> [RECORDED INFORMATION]
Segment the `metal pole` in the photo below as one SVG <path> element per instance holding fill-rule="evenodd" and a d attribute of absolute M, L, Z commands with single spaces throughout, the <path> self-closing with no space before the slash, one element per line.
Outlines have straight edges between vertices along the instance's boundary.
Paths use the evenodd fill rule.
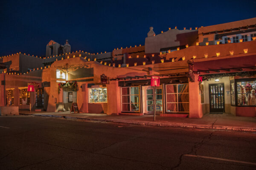
<path fill-rule="evenodd" d="M 156 121 L 156 91 L 157 88 L 156 86 L 154 86 L 154 121 Z"/>

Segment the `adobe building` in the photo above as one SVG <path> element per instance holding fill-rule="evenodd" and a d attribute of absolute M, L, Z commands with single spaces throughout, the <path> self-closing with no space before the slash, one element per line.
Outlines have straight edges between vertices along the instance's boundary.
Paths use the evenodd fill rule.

> [TASK DESCRIPTION] Repeat the lines above exactly, leaving the pictures out of your answer.

> [EXERCISE RESULT]
Segment the `metal pole` in the photo below as one SVG <path> element per instance holding fill-rule="evenodd" and a d attribute of absolute M, L, Z commands with single spaces throughout, the <path> self-closing with no space before the slash, one element per line.
Outlines have straight edges between vertices along the instance's boundary.
Paths use the evenodd fill rule.
<path fill-rule="evenodd" d="M 156 121 L 156 91 L 157 88 L 156 86 L 154 86 L 154 121 Z"/>

Segment the `adobe building` in the photo above as one SVG <path> element per instance holding fill-rule="evenodd" and a d attribute of absolute M, L, Z commands with single spaces throughout, the <path> self-closing with no space before the slash, one element per line.
Outlines have straight edges between vertices along the instance's boundary.
Paths use the evenodd fill rule.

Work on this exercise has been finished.